• _Records from a point labeling set_
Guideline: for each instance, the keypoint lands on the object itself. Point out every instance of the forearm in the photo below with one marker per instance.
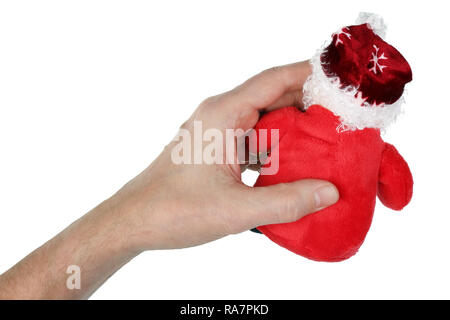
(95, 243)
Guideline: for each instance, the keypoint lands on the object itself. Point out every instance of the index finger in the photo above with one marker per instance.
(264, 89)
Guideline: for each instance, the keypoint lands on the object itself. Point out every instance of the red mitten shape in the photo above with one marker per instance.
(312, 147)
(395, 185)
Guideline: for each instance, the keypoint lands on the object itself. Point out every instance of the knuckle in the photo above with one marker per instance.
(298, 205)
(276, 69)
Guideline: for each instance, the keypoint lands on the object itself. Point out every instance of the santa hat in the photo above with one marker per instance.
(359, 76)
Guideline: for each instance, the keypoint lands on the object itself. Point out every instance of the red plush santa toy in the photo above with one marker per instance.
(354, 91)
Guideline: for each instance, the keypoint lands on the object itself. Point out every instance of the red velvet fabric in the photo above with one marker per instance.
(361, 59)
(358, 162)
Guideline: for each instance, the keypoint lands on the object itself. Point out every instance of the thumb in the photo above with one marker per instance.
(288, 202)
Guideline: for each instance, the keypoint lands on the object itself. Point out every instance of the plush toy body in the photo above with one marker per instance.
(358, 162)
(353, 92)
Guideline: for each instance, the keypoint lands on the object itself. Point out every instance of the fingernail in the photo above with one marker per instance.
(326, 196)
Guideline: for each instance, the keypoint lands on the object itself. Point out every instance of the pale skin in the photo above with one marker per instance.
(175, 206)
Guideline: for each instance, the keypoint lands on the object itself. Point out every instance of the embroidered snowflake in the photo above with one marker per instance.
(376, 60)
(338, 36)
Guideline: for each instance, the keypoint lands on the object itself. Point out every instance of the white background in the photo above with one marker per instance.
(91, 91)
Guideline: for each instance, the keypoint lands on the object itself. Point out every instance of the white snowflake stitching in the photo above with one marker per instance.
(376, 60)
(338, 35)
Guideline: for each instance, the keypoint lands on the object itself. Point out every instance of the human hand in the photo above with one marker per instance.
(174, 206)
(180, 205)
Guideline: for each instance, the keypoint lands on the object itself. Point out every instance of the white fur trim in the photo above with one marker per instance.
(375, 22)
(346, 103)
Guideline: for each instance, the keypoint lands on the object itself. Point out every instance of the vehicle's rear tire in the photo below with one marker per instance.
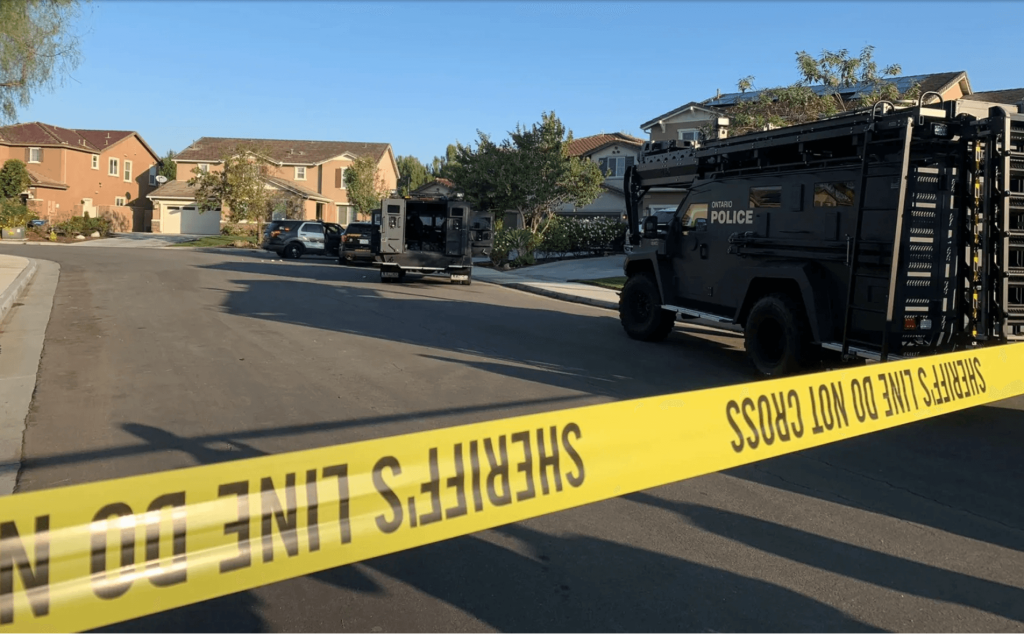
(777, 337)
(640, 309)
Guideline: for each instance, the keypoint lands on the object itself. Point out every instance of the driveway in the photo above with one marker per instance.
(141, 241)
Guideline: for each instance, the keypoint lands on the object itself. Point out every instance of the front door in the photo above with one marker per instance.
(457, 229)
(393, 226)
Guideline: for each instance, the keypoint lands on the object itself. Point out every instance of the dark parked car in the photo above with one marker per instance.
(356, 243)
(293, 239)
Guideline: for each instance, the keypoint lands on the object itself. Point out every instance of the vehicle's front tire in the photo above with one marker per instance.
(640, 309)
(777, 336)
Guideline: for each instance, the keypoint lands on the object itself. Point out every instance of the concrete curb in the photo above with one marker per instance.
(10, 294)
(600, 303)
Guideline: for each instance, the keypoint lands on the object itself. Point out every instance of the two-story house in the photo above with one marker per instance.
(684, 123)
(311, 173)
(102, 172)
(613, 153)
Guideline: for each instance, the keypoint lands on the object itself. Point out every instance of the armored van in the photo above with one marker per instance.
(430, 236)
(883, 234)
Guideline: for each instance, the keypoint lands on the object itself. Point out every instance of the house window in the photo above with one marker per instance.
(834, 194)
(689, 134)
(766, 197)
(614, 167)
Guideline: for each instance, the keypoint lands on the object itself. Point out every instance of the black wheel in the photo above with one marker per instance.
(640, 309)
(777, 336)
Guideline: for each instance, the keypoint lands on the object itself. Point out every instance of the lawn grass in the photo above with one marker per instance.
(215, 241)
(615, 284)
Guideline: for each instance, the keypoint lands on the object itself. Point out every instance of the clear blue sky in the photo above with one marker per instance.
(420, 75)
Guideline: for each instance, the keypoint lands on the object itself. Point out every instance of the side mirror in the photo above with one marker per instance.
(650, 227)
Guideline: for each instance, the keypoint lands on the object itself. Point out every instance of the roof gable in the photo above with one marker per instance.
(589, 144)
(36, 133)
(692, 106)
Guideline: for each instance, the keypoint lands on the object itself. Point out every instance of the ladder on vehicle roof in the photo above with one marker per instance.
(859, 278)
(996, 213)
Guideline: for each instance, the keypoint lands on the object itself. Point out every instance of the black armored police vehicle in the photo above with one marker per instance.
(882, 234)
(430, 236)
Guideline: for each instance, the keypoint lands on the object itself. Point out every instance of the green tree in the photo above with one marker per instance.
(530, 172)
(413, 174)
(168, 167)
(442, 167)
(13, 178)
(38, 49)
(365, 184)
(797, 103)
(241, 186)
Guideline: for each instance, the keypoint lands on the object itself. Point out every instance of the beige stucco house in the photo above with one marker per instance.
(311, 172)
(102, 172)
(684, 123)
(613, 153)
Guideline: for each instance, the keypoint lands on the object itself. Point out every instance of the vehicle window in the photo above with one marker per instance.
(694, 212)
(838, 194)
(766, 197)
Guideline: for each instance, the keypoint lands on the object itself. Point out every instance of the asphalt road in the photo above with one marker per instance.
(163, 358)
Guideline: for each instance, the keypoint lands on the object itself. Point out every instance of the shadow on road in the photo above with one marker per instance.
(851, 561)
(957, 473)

• _TASK TO CARRY OUT_
Take the line that contains "the black armored" and each line after it down to the last of the records, and retype them exactly; add nothing else.

• _SOLUTION FOR THIS PROBLEM_
Guideline: for each instance, the keypoint lands on the object itself. Point out every instance of the black armored police vehicle in the photo above with one marker per instance.
(882, 234)
(430, 236)
Guideline: for each instance, the keypoint lands on the object itself. Point out every instance of the green tree in the photo above with one marker per instance.
(530, 172)
(413, 174)
(168, 167)
(442, 167)
(13, 178)
(38, 49)
(365, 184)
(797, 103)
(241, 186)
Guideline: for each instance, the keypoint lands on the object itself. Point out every instance of the beige stucco house in the photo above with one marker per instance.
(311, 172)
(102, 172)
(684, 123)
(613, 153)
Guideline: for each instance, the keypoint lands on the object itself. Point out every instance of the vehicle window in the photo above with one marker per instance.
(694, 212)
(838, 194)
(766, 197)
Guideline: for each instance, the keypoint lands on the object itself. Point out every instance of the asphalt road in the photo above with one marker per instance.
(163, 358)
Guideline: for each instance, the keypoint lands on the object itself. Point out every instance of the shadow on road in the photo above with one marker per instance.
(851, 561)
(957, 473)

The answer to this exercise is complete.